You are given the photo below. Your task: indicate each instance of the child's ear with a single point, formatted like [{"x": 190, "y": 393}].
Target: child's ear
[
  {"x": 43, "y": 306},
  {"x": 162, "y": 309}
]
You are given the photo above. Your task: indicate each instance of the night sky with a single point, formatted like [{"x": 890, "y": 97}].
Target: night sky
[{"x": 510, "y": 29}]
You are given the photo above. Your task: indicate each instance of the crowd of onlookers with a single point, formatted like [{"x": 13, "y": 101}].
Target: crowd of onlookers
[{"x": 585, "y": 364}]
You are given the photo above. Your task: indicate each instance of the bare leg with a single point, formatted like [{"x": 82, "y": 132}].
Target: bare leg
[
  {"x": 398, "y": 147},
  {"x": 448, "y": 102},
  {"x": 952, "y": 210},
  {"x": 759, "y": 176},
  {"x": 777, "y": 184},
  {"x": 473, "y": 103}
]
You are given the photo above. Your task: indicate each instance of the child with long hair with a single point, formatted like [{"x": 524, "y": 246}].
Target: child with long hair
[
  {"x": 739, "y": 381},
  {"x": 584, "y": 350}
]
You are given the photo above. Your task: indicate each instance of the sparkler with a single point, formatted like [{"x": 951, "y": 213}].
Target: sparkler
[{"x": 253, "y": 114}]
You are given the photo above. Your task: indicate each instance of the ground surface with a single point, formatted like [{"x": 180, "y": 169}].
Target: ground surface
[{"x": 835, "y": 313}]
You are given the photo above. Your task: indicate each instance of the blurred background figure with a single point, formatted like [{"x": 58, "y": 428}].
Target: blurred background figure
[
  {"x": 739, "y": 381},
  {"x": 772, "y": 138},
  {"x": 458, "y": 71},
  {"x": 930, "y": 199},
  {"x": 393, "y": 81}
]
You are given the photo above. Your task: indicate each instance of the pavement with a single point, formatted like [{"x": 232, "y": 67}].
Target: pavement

______________________________

WHAT THIS TASK INVOLVES>
In the material above, which lines contain "pavement"? Copy each of them.

OUTPUT FOR THIS EXERCISE>
You are given the photo above. Your task: indicate each instance of the pavement with a single point, formatted like [{"x": 232, "y": 67}].
Target: pavement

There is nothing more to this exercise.